§ Required work
A) In the blog excerpt, why does the author say downtime is even more important than productivity? Answer in one to three sentences.
B) Report each line of the rows below that contains the string "tortilla", treating uppercase and lowercase letters as different.

§ Extract provided
And part of this is almost definitely that I’m still wobbly on time management and the very small margin for exhaustion I leave myself. And part of this is that no, I do not have a deadline on the progress I make in the umpty-million languages I want to progress in, I do not have a deadline on the guitar or the drawing, if I do not get the practice in every night it’s fine. If I take a night to do nothing but write and play Diablo, that’s fine too. If I go to bed early and skip Arabic and Hindi for a night, that’s okay. If I decide to up and quit either or both of those languages, no one is going to penalize me but me.

This is where one of those we are our own worst enemies. We give it coming and going, coming with the scheduling and going when we inevitably realize that we’ve fucked ourselves over and there is no room to breathe here, we forgot to allow ourselves time to be human. To have nervous fits, to have bad days, to catch colds, to have something break. Ourselves or the material we’re working with, pick one. We’re not machines. We get tired.

I don’t know why this is such a hard concept for me to grasp. I try to comfort myself by telling myself this isn’t just me, I’m not the only one that does this. Whether or not I believe myself is a whole other story again, because see also anxiety and the chaos in my head tends to eschew sensibility in favor of whatever is most dramatic at the time. Normally this would also be the part in the blog post when I offer a pithy solution, but I don’t have any of those either.

The only solution or saving grace I have to offer is this self-examination. Good habits, and several years of reminding myself that downtime is just as important as productivity. More so, because it gets left by the wayside so often. Sleep, as my doctor recently reminded me, is essential to good health. Rest is, also. Anxiety and memes and compulsive need to measure up to ridiculous standards aside, my worth as a human being is not measured by how many amazing and useful things i can get done in a day, and neither is yours. We can be our own worst enemies, or we can breathe and take a moment and be our own allies the way we would for any other friend.

There are enough things in this world trying to tear us down, tear us apart. Let’s try and not be one of them.

Make It And Break It, or Drawing Lessons

As part of my whole new year new me plan — that’s sales pitch speech for I took advantage of the collective concept of transitional space to fold in a bunch of new lessons and skills into my day — I picked up some drawing supplies and drawing lessons. No particular reason, it was a thing I have vague memory of enjoying and decided to try doing again.

§ Exercise data
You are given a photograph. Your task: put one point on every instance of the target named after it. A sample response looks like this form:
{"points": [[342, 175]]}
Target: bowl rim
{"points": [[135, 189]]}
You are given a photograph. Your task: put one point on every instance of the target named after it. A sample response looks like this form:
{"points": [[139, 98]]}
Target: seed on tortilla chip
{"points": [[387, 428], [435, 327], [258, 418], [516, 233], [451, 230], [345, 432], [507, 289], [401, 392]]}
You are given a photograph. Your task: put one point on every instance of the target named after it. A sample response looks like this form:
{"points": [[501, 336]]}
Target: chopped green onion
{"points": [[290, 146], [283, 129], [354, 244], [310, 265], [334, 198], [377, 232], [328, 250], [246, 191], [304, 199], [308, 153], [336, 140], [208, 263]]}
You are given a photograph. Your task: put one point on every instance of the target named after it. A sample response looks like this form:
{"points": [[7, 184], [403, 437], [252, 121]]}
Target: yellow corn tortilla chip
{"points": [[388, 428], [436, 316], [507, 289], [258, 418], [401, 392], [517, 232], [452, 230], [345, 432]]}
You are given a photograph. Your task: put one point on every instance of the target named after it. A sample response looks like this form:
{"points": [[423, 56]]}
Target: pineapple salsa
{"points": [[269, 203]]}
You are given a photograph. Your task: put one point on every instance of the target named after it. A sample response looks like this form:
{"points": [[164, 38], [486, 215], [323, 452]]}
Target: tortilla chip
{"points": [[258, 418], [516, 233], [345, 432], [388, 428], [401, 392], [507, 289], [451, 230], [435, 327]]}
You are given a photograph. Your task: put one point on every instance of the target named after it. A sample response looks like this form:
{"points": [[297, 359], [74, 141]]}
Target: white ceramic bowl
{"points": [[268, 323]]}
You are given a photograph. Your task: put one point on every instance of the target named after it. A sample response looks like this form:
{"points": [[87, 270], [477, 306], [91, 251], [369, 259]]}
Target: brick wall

§ List of solutions
A) The author says downtime matters more than productivity because it gets left by the wayside so often.

B)
Target: seed on tortilla chip
Target: yellow corn tortilla chip
Target: tortilla chip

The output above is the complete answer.